Passage for review:
⁂
Slowdown, or just normalisation?

Way back on Monday, Unhedged had a look at the possibility that the US consumer — hero of the “no-landing” economic scenario that sets hearts aflutter across Wall Street and the world — might be slowing down a bit. The key evidence: a weak personal consumption expenditures report for April. Over the last day or two, though, the economic slowdown narrative has kept popping up in the media and in emails from assorted banks, brokers, and research shops. Here, for example, is Paul Krugman in the New York Times:

[T]he big narrative from last year — “immaculate disinflation,” inflation gradually ramping down to an acceptable rate even though we haven’t had the recession some economists insisted was necessary — is back on track. The big question now is whether, having discovered that we didn’t need a recession, we’ll get one anyway . . . 

I think the Fed should start cutting rates, and soon.

Yesterday, this narrative got another piece of supporting evidence, in the form of the April Job Openings and Labor Turnover Survey (Jolts).

The survey showed job openings falling briskly from March (about 300,000 openings disappeared, a decline of 4 per cent). This brings the ratio of job openings to unemployed people to 1.24, which looks a lot like pre-pandemic normalcy:

Line chart of Job openings/unemployed persons showing Back to normal

There are two ways one might respond to this. One way is: yay, the labour market is back to normal, wage and inflation pressure is going to keep falling, and now Federal Reserve policy can become accommodative. Here for example is Ron Temple of Lazard: “The evidence is accumulating that the Fed should begin easing . . . Today’s labour report taken together with April’s improved inflation data should cause investors to start raising the odds of Fed rate cuts.”

The other way to respond is: this is nice, but if things are really slowing down, at some point it will not be job openings but actual jobs that disappear, and that would be bad, so please, Fed, cut before things go south.

Fed governor Chris Waller was (to Unhedged’s surprise) quite prescient in his view that, in this cycle, lower labour demand would show up in falling job listings rather than lost jobs. He has argued that this phenomenon, historically, holds true when the job openings rate (openings/employment) is above about 4.5 per cent (hat tip to Troy Ludtka of SMBC Nikko for pointing this out). The openings rate, which peaked at 8 per cent in spring of 2022, is now at 5.1 per cent and falling steadily. It is therefore not crazy to think that, on current trends, job losses could be in our future, bringing recession risk along with them.

It is a question of whether we are living through post-pandemic normalisation, or an economic slowdown.
⁂
Required actions:
1) In the article on the economic slowdown, what ratio of job openings to unemployed people did the April survey produce?
2) Reproduce word for word the portion of the article on the economic slowdown starting at "I think the" and ending at "Turnover Survey (Jolts).".
⁂
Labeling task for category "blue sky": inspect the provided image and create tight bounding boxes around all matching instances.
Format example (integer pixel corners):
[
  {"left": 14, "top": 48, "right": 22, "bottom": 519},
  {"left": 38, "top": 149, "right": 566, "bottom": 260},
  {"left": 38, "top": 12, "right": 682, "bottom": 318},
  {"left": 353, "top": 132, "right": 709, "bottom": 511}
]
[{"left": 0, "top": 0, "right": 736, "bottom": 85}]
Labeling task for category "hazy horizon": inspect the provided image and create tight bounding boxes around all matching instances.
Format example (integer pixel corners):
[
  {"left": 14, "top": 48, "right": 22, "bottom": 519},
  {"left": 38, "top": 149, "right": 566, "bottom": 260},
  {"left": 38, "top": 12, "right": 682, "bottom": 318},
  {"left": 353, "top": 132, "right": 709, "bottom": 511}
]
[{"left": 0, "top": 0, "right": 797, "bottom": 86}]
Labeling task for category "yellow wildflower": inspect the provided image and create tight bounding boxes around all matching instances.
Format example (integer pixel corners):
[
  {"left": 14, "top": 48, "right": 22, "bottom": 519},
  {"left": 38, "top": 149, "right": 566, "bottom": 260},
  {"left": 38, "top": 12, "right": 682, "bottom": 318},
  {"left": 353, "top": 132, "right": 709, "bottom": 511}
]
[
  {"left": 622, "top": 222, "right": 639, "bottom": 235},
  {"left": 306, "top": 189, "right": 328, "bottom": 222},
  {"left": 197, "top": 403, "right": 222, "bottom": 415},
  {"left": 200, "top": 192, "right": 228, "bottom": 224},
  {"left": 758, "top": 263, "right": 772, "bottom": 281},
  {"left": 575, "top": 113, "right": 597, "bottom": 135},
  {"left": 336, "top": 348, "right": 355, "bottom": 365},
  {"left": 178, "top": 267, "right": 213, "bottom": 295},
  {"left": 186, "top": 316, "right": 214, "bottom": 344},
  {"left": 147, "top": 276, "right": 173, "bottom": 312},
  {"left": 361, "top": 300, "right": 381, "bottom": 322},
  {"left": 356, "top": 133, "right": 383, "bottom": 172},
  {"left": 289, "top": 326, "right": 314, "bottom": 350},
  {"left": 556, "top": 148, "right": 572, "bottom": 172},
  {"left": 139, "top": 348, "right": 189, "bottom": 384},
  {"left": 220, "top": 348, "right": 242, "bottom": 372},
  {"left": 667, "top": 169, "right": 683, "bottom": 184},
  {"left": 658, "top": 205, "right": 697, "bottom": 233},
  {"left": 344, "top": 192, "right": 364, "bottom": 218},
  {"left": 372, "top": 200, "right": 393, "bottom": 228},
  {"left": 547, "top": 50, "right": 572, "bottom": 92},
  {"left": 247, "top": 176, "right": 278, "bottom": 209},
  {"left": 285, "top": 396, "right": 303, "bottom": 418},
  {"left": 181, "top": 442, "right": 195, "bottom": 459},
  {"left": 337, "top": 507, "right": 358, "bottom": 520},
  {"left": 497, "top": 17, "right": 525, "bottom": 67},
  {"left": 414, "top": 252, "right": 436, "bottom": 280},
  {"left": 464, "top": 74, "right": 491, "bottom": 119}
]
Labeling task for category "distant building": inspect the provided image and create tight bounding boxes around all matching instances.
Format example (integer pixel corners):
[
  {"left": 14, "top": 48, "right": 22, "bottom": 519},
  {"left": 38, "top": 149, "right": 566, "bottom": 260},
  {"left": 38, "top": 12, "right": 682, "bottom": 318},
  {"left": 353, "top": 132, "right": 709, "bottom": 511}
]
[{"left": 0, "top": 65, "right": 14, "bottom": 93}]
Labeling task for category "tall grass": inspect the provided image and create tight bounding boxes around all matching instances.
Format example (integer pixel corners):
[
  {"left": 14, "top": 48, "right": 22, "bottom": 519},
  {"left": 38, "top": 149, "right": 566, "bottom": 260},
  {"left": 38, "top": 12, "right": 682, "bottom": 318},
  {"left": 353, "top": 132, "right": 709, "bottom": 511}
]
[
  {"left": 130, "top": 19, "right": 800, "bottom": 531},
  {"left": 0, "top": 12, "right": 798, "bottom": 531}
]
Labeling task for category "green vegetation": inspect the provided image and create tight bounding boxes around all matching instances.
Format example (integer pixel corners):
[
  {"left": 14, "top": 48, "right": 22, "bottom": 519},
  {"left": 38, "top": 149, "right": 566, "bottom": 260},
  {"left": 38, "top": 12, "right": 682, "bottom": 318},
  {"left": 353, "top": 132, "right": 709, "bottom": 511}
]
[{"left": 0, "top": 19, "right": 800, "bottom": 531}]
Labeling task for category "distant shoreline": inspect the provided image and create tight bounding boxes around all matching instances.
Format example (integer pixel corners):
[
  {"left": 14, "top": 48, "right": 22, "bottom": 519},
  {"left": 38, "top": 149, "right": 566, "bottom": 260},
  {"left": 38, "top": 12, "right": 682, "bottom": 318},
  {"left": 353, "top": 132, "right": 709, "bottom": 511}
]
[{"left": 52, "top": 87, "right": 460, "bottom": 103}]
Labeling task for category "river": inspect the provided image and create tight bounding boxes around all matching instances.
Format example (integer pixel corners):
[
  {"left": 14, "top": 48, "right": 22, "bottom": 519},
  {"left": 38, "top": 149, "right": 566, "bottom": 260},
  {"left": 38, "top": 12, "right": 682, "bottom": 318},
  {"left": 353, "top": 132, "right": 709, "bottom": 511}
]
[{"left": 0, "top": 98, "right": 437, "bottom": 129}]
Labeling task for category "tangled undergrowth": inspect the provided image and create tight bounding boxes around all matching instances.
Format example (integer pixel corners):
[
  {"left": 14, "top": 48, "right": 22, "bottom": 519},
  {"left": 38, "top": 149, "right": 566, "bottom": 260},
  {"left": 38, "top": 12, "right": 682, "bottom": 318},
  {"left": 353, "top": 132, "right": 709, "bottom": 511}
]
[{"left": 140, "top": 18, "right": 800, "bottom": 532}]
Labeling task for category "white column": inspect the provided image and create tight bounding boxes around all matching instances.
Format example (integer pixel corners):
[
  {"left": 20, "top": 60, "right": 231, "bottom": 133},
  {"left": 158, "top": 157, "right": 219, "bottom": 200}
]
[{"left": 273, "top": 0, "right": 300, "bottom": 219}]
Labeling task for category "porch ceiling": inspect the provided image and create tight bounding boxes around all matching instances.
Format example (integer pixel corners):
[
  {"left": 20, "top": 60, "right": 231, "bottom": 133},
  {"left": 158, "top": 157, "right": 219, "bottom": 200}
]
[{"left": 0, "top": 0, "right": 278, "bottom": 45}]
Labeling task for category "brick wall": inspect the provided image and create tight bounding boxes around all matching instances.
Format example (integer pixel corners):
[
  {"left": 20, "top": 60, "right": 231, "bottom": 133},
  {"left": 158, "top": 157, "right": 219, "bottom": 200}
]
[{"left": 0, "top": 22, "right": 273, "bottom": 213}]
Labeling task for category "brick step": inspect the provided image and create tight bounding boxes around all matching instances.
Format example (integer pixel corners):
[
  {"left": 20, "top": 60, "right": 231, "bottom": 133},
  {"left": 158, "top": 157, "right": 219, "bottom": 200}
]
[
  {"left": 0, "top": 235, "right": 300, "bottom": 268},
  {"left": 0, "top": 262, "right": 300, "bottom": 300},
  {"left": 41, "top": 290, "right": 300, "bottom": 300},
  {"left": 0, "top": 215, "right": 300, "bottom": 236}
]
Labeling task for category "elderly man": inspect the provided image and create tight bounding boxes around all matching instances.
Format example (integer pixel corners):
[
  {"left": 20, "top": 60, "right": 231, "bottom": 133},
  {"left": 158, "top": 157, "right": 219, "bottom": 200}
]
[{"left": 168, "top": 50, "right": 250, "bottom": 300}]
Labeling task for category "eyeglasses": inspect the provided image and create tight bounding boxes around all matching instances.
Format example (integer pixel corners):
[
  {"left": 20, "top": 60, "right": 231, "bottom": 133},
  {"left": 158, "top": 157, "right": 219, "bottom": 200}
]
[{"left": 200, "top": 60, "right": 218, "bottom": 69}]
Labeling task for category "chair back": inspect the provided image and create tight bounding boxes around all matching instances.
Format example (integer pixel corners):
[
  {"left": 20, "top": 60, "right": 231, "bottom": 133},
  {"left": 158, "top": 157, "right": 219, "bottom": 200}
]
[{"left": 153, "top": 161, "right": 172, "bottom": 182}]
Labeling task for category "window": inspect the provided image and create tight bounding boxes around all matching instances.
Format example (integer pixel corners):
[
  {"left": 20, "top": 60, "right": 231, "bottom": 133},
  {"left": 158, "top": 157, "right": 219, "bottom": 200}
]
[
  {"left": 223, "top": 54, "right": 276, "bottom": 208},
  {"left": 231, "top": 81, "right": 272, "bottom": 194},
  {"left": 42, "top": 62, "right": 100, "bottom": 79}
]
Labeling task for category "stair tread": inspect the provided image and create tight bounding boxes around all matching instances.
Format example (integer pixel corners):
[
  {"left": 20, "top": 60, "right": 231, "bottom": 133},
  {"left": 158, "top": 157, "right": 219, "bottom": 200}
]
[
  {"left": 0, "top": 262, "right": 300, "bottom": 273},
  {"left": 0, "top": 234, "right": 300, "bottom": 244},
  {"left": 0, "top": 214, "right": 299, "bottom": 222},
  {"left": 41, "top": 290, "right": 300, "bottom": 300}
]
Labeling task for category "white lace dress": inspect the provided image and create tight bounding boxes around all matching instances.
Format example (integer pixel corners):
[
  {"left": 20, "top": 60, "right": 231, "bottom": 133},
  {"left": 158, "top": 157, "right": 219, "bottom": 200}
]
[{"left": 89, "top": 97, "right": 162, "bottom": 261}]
⁂
Set of answers:
1) 1.24

2)
I think the Fed should start cutting rates, and soon.

Yesterday, this narrative got another piece of supporting evidence, in the form of the April Job Openings and Labor Turnover Survey (Jolts).